- **Reading text**
● ● ● ● ●

Starlink launches V2 mini-satellites with ‘space lasers’

Artist's illustration of Starlink's satellites communicating with lasers

Artist’s illustration of Starlink’s satellites communicating with lasers

By Ameya Paleja,
published by Interesting Engineering, 3 October 2023

Data transfers between satellites in the constellation can now reach speeds of 100 Gbps without involving ground stations.

Elon Musk’s SpaceX has achieved yet another milestone in space-based internet services after launching new versions of its satellites that can communicate via lasers. In a tweet, service provider Starlink confirmed that it had launched to orbit its next-generation satellites last week. Space-based internet services took a giant leap when SpaceX launched Starlink’s first satellites just over three years ago. The service has grown rapidly thanks to SpaceX’s reusable Falcon 9 rockets and an increasing number of users looking to connect to the internet while being located remotely. The services also came in handy during emergencies, such as the violent earthquake in Tonga and the continued Russian aggression in Ukraine that began last year. The service, which has one million subscribers as per estimations earlier this year, is now looking to improve its offering as competition warms up in the sector.

Starlink’s Mini V2 satellites

Starlink first launched satellites with laser-based communication capabilities way back in 2021. The first batch of satellites was launched to polar orbit and provided internet services over Alaska, where setting up ground stations was challenging.

Ground stations are intermediaries between Startlink’s satellites and data centers where information is stored. While these remain critical in ensuring that Starlink can connect you to the internet, the service has been looking for ways to reduce data transfers between satellites and ground stations – this is where laser-based communication comes in.

Called Optical Intersatellite Links, these space lasers allow satellites within the constellation to communicate with each other. Since this method bypasses the constant communication between the ground station and satellites, it helps improve internet speeds for customers and reduces the latency of responses.

● ● ● ● ●

- **Collected material**
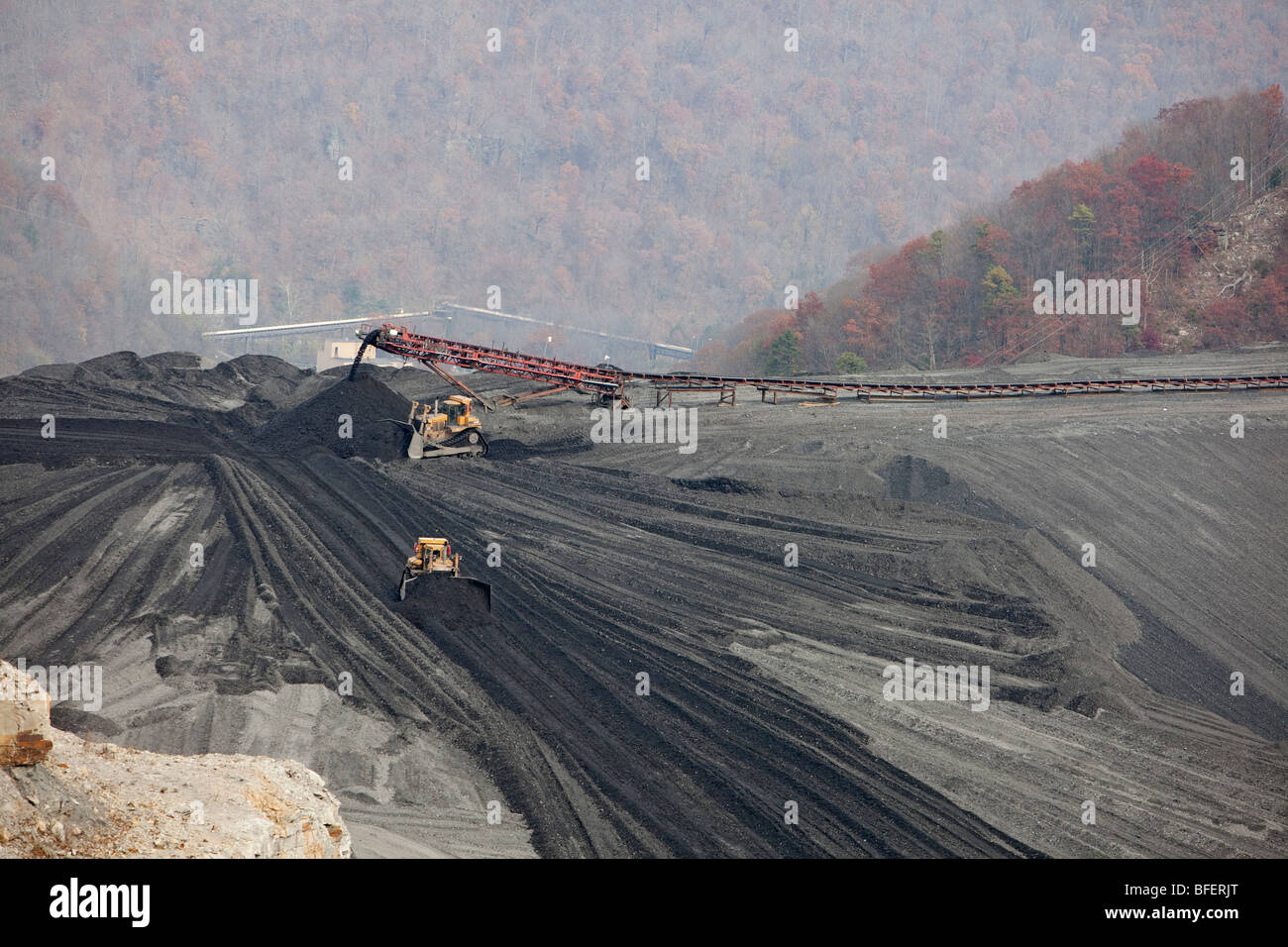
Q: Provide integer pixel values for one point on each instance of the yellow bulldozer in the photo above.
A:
(433, 557)
(445, 431)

● ● ● ● ●

- **The request**
Reproduce the passage of the Starlink article that begins at the words "Ground stations are" and stops after the words "latency of responses.".

- **The completed task**
Ground stations are intermediaries between Startlink’s satellites and data centers where information is stored. While these remain critical in ensuring that Starlink can connect you to the internet, the service has been looking for ways to reduce data transfers between satellites and ground stations – this is where laser-based communication comes in.

Called Optical Intersatellite Links, these space lasers allow satellites within the constellation to communicate with each other. Since this method bypasses the constant communication between the ground station and satellites, it helps improve internet speeds for customers and reduces the latency of responses.